Contexto[editar | editar código-fonte]

No início do século XIV, o Império Bizantino estava declinando velozmente. Houve uma grande guerra civil na década de 1320, que foi acompanhada de invasões de quase todos os lados. Conforme o Império se enfraquecia e se empobrecia, a miséria das grandes massas na zona rural e nas cidades se tornava insuportável. Em ambos os lugares, a riqueza estava concentrada nas mãos de uma pequena classe aristocrática, contra a qual toda a amargura das massas se direcionou.

O líder dessa toda-poderosa classe aristocrática era João Cantacuzeno que, após a morte do imperador Andrônico III Paleólogo, foi o regente de fato do filho e herdeiro do falecido, João V Paleólogo. Uma facção em Constantinopla, agrupada à volta do poderoso mega-duque Aleixo Apocauco, tramou contra ele e conseguiu alistar o apoio da imperatriz-mãe Ana de Saboia e do patriarca João XIV Calecas. O conflito entre este grupo e o de Cantacuzeno irrompeu violentamente em outubro de 1341.

Esta disputa - política e dinástica - se transformou numa luta de classes sociais: enquanto que os proprietários de terra da Macedônia e da Trácia, juntamente com os aristocratas em geral apoiavam Cantacuzeno, as classes média e baixa, no campo e nas cidades, apoiavam a "nova regência", o grupo de Aleixo[1][2]. Além disso, a sociedade bizantina da época estava também dividida em linhas religiosas, entre os místicos hesicastas (chamados palamitas) e os intelectuais (chamados barlaamitas), que preferiam o estudo da filosofia e abraçavam abertamente a herança humanista da Grécia Antiga[3] (veja controvérsia hesicasta).

Ascensão dos zelotes[editar | editar código-fonte]

...eles atiçaram o povo contra a aristocracia e, por dois ou três dias, Tessalônica parecia uma cidade sob ocupação inimiga e sofreu todos os desastres correspondentes. Os vencedores andavam gritando e saqueando pelas ruas, dia e noite, enquanto os derrotados se escondiam em igrejas e se achavam afortunados por estarem vivos. Quando a ordem retornou, os Zelotes, abruptamente alçados da penúria e desonra para a riqueza e influência, tomaram o controle de tudo e se sobrepuseram à classe média dos cidadãos, forçando-os a concordar e chamar qualquer forma de moderação e prudência de 'cantacuzenismo'.
 
João VI Cantacuzeno, História.

###

- **Requisitos do exercício**:
**A.** Liste todas as pessoas mencionadas pelo nome na seção "Contexto" do texto sobre os zelotes de Tessalônica.
**B.** Com base no texto sobre os zelotes de Tessalônica, explique por que a amargura das massas se voltou contra a classe aristocrática.
**C.** Dê continuidade ao texto sobre os zelotes de Tessalônica a partir do ponto em que ele termina.
O material abaixo não tem relação com o texto sobre os zelotes de Tessalônica.

- **Dados**:
###

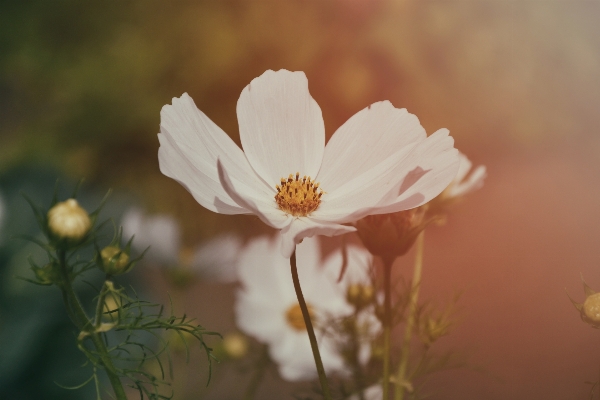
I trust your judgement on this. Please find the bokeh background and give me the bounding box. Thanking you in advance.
[0,0,600,400]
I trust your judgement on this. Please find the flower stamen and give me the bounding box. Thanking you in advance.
[275,172,323,217]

###

- **Respostas por tarefa**:
**A.**
- João Cantacuzeno
- Andrônico III Paleólogo
- João V Paleólogo
- Aleixo Apocauco
- Ana de Saboia
- João XIV Calecas

**B.** No campo e nas cidades, a riqueza estava concentrada nas mãos dessa pequena classe aristocrática. Ao mesmo tempo, a miséria das massas se tornava insuportável à medida que o Império se enfraquecia e empobrecia.

**C.**
Tessalônica na época era a segunda cidade mais importante do Império, atrás somente da capital. Rica e tão populosa quanto Constantinopla, seu povo ainda ressentia o controle da distante metrópole imperial[4] e já tinha se revoltado uma vez contra um governador apontado por ela: na primeira guerra civil paleóloga, em 1322, eles expulsaram o déspota Constantino Paleólogo em prol de Andrônico III e seu primeiro-tenente, João Cantacuzeno[5]. Quando a segunda guerra civil irrompeu, o controle da cidade era de importância estratégica para ambos os lados e os aliados aristocráticos de Cantacuzeno, liderados pelo governador Teodoro Sinadeno, tentaram entregar-lhe a cidade de bandeja. A população, porém, liderada pelos portuários e marinheiros, reagiu, expulsando os aristocratas - e Sinadeno - e tomando controle da cidade[6]. Apocauco em pessoa chegou à cidade logo depois à frente de uma frota e instalou seu filho, o grande primicério João como governador em seu nome[7]. O poder de fato, porém, estava nas mãos do líder dos Zelotes, um Miguel Paleólogo, que, juntamente com João, tinha o título de arconte. Um conselho (bulé) também foi estabelecido, mas tanto a sua função quanto composição são incertas[6].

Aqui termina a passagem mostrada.